• [Texte présenté]
>>>

Dans le royaume de Castille, le roi chrétien Alphonse le Sage demande à des mathématiciens juifs ou musulmans d’établir des tables astronomiques. En Sicile, Frédéric II, dont nous avons rappelé précédemment les relations diplo­matiques avec les ismaéliens, envoie aux universités d’Italie des traductions faites à Tolède grâce à la collaboration d’un savant juif.

En Italie, la géomancie était enseignée à Padoue dès la seconde moitié du XIIe siècle sous l’influence de la science arabe qui avait apporté, avec la conception aristotélicienne des intelligences célestes, la théorie de la transformation de la matière par les influences planétaires et sidérales. Philon le Juif pensait déjà, comme Origène, que les étoiles étaient des intelligences pures orientées vers le bien universel. À l’uni­versité de Padoue, l’astrologie était considérée comme une science naturelle distincte de l’astronomie ; l’une et l’autre formaient la deuxième division de la grande section des arts. Les princes italiens de la Renaissance, malgré leur culture et leur scepticisme, croyaient, d’ailleurs, à l’astrologie aussi fermement que les califes abbassides. Le savant Marsile Ficin l’a défendue et pratiquée ; le pape Léon X semble encore admettre certaines de ses conclusions 1.

L’alchimie n’avait pas été négligée par les traducteurs musul­mans et juifs. Le roi Alphonse le Sage avait fait traduire en castillan, d’après une version arabe d’Abon-Ali, un traité chaldéen des propriétés magiques et physiques de trois cent soixante pierres, par un certain Judas, fils de Moïse. Cette littérature hermétique qui a joué un rôle important dans l’histoire des sciences est encore mal connue, malgré de récentes recherches. Nous n’en avons donné qu’un exemple afin de montrer que la tradition du savoir antique païen n’a jamais été interrompue, comme on le croit généralement, durant des siècles, malgré les dangers auxquels s’exposaient les savants hétérodoxes aussi bien dans la chrétienté que dans l’Islam.

La fusion des mondes grec et latin

On oublie trop souvent, en effet, que c’est au courage de ces érudits qui, dans beaucoup de cas, risquaient d’être brûlés ou d’avoir la tête tranchée s’ils détenaient des livres interdits ou s’ils professaient des opinions suspectes, que nous devons l’essentiel de notre héritage de la culture antique. À notre époque, nous ne comprenons plus quelle aventure exaltante, et comparable sur bien des points à la conquête d’un conti­nent ou d’un espace nouveau, a été pour les humanistes l’amour des lettres anciennes. Pétrarque, l’un des héros de ce mouvement de libération de l’esprit, mourut le front sur un livre. Il avait embrasé d’une même passion pour l’Anti­quité les plus illustres de ses contemporains 2.

<<<

• [Données fournies]
>>>

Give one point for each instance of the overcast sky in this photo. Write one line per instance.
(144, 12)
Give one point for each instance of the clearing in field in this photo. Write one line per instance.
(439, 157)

<<<

• [Consignes de l'exercice]
a. Traduisez en anglais cette phrase du texte présenté : « Pétrarque, l’un des héros de ce mouvement de libération de l’esprit, mourut le front sur un livre. »
b. Donnez la suite du texte sur la transmission du savoir antique, s'il vous plaît.

• [Réponses par consigne]
a. Petrarch, one of the heroes of this movement for the liberation of the mind, died with his forehead resting on a book.

b.
Enfin, l’université de Florence, pourvue de quarante chaires, aidée par le mécénat des patriciens, devint le siège principal et le foyer de l’humanisme. De plus, les savants grecs, venus d’abord en Italie comme négociateurs, y accoururent en réfugiés après la chute de Constantinople, où le croissant de Mahomet II dominait Sainte-Sophie depuis 1453. L’un d’eux, Gémiste Pléthon, transmit à Cosme l’Ancien la philosophie de l’académie platonicienne. Bessarion, qui, pour suivre l’enseignement de Gémiste, avait été le chercher jusqu’au Péloponnèse, dépensa près de trente mille écus d’or à faire copier des manuscrits et à en acquérir, constituant ainsi avec les livres de Pétrarque le fonds de la bibliothèque de Saint-Marc, grâce auquel les Aldes ont pu imprimer leurs célèbres éditions des chefs-d’œuvre de la littérature antique 3. Les chaires de grec se multiplièrent en Italie. Partout on échange, on emprunte, on acquiert, on transcrit les précieux ouvrages. Guarini de Vérone rapporte de Constantinople deux caisses de livres anciens. L’une d’elles est perdue. L’humaniste en éprouve un chagrin tel que ses cheveux, en une nuit, blanchissent. Il succède à son maître Manuel Chry­soloras dans la chaire de grec à l’université de Florence. D’autres traducteurs illustres apparaissent alors. Grâce à eux, les doctrines antiques, ignorées de l’Occident, vont être répandues dans tous les centres d’étude grâce à l’admirable moyen de diffusion et d’unité savante qu’a été le latin, qui mettait en communication immédiate l’érudit de Padoue et celui de Cracovie, le savant de Paris et celui de Madrid ou de Dublin. On peut admettre qu’à cette époque la science antique perdue et retrouvée commence à luire comme une lampe sacrée qui, peu à peu, va éclairer de nouveau les temps modernes. Que doit Kepler à Pythagore ? Copernic à Aris­tarque de Samos ? Cuvier à Xénophane de Colophon, qui, cinq cents ans avant notre ère, voyait dans les fossiles des vestiges d’organismes archaïques ?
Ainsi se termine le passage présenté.